[START]

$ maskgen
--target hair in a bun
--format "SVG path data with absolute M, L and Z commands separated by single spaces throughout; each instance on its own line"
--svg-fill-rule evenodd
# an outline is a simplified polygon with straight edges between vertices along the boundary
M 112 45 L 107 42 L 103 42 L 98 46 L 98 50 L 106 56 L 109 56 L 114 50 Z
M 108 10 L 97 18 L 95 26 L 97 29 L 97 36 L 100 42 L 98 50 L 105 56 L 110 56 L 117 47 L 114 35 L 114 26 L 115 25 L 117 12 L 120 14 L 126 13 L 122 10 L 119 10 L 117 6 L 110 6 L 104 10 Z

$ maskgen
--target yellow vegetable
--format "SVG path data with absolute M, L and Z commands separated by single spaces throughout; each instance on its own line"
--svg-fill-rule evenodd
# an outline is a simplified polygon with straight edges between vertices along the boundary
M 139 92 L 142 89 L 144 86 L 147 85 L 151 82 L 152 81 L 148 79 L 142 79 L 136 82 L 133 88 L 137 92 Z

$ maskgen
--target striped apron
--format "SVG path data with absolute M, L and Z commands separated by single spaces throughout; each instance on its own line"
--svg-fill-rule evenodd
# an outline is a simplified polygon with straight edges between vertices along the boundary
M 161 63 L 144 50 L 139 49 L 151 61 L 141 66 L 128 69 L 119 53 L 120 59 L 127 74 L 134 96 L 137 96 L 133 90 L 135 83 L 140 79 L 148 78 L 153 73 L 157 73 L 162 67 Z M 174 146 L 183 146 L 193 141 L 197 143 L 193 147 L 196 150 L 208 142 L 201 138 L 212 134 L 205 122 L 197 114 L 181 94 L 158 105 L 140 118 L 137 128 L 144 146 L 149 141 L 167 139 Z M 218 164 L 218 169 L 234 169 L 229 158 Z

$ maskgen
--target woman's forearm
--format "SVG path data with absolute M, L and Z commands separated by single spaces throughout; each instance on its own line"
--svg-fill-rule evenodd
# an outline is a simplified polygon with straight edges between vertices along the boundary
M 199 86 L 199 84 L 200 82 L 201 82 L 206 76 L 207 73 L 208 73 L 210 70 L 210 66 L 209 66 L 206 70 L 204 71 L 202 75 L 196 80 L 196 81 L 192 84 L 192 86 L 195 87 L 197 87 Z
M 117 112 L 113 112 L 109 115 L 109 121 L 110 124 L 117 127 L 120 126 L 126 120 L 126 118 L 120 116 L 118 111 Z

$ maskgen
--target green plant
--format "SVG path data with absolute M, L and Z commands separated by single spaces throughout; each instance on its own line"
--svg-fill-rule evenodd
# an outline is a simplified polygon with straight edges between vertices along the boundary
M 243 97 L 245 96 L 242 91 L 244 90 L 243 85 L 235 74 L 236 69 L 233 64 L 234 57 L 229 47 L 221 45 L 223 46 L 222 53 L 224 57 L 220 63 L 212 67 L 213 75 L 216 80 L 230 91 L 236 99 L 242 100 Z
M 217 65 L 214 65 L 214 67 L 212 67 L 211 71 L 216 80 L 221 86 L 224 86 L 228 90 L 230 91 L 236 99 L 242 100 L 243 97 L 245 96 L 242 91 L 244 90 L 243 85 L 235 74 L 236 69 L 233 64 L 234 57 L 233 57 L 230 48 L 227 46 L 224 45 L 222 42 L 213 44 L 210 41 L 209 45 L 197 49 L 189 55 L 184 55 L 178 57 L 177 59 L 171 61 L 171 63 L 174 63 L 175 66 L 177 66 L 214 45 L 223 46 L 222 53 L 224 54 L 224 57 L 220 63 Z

[END]

### Short exercise
Pull out each line of the entries above that contains the string "target", copying those lines in full and in their original order.

### Exercise response
--target hair in a bun
--target yellow vegetable
--target striped apron
--target woman's forearm
--target green plant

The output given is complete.